TEXTO DE ESTUDIO

El marido desaparecido, Henry Stevenson, no es otro que Burt Lancaster, solo seis años más joven que Stanwyck, pero cuya vitalidad y físico le convierten en poco menos que un objeto sexual para la caprichosa Leona, quien no duda en “comprarlo” con el dinero de la farmacéutica de su padre. Henry accede pero, pasado el furor sexual, empezará a sentirse incómodo en su posición de simple acompañante y preferirá emprender sus propios negocios… aunque sean al margen de la ley.
Toda esta historia se nos cuenta en forma de flashbacks que introducen los interlocutores con los que Leona contacta a través del teléfono. Esta forma narrativa había triunfado ya en esa década con Ciudadano Kane o con Forajidos, por lo que la ambientación noir estaba plenamente asentada en el espectador. En este caso, se incluye hasta un flashback dentro de otro, rizando más el rizo, y la particularidad de que Leona no sale de su piso porque a duras penas se levanta de la cama. No hace falta decir que esa claustrofobia en sombras de la protagonista es otro recurso de Anatole Litvak para incomodar al espectador (espectador que, tal vez, como Leona, también se va despeinando y desarreglando en la butaca…).
Litvak, emigrante de Kiev en el Hollywood clásico, aporta planos de lo más sugerentes y elegantes. En la casa paterna de Leona vemos siempre, pero sin subrayados, ese retrato gigante de ella de niña que nos cuenta que sigue siendo una niña… grande. Desde la cama de Leona, la cámara se desliza para mostrar su invalidez, de nuevo sin diálogos y sin añadir nada que sobre. O bien, ese plano del padre (soberbio, cínico y sobreprotector Ed Begley) que coge el teléfono en otra ciudad diciendo a su hija cuánto la echa de menos, mientras manda callar a la mujer que sale de la fiesta de la habitación de al lado.

TAREA A
Según el texto de estudio, ¿de qué ciudad había emigrado Anatole Litvak al Hollywood clásico?

Entradas almacenadas

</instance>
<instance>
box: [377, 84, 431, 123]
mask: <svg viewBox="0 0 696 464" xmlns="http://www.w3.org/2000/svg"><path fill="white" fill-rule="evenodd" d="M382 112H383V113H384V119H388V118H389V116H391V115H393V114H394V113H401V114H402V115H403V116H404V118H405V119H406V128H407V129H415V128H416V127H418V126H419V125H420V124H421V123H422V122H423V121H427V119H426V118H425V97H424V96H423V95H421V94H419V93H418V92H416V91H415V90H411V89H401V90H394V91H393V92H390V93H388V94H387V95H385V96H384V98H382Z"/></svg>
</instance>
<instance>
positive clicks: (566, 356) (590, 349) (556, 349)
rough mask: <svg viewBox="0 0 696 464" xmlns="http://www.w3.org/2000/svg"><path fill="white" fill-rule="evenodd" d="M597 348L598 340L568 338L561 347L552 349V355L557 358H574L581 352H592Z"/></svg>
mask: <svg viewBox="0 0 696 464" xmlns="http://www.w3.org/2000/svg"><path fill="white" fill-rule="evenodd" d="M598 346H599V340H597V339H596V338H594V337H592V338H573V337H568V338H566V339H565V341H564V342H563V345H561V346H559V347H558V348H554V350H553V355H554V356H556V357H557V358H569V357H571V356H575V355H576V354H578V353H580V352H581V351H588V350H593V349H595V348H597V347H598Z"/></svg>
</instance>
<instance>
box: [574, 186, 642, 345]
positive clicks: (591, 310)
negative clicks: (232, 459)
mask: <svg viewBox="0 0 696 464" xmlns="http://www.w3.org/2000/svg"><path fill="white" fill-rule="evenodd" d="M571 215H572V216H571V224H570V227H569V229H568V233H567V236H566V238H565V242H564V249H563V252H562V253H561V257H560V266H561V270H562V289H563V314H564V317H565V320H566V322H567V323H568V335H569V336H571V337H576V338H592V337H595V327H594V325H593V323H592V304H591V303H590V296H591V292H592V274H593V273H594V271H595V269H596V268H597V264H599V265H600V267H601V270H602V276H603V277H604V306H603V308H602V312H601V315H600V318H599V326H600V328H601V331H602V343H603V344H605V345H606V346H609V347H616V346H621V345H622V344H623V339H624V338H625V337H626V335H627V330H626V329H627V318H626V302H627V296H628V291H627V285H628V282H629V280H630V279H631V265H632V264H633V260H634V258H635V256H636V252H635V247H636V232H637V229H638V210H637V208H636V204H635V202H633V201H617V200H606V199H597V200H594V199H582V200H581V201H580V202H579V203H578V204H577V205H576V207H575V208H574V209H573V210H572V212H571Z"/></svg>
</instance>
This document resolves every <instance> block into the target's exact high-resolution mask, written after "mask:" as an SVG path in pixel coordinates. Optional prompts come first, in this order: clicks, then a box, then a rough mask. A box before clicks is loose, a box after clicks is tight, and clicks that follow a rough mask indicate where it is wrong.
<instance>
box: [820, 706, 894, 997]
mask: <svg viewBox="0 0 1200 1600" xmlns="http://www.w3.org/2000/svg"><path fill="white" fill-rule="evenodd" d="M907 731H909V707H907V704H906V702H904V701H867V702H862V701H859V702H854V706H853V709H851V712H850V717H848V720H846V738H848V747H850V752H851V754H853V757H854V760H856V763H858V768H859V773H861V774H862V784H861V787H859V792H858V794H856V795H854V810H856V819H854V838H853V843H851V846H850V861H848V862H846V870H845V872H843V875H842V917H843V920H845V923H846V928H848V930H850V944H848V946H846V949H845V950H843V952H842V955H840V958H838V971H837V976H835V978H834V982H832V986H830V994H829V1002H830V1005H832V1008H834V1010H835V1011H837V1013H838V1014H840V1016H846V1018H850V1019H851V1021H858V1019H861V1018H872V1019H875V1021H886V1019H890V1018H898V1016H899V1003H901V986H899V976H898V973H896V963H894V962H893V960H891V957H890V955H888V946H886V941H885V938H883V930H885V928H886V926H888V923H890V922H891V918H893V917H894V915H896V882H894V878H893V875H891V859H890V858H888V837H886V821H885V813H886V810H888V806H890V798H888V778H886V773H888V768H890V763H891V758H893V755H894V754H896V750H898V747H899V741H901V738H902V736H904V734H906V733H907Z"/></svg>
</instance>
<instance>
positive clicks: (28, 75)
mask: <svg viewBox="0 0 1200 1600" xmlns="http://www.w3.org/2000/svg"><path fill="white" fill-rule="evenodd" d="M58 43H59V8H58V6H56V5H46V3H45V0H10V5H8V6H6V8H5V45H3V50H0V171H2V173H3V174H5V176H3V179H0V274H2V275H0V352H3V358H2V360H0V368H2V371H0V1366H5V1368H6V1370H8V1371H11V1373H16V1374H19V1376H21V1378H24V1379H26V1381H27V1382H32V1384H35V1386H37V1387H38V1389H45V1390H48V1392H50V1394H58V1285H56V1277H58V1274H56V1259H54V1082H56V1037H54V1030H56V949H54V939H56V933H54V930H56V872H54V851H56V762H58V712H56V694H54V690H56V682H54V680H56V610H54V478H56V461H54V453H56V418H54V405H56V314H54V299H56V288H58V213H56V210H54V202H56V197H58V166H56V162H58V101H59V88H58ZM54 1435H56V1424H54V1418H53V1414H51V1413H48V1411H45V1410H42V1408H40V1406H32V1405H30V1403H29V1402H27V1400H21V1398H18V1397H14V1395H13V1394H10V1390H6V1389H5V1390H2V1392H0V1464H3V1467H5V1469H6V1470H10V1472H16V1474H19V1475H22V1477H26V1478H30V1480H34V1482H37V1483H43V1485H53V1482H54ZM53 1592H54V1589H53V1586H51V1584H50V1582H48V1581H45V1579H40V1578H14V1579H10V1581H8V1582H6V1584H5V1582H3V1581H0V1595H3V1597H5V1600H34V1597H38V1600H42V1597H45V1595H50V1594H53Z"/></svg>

TAREA B
Indica cuántas líneas del listado contienen la cadena "positive", teniendo en cuenta mayúsculas y minúsculas. Responde solo con el número.

RESPUESTA A
De Kiev.

RESPUESTA B
3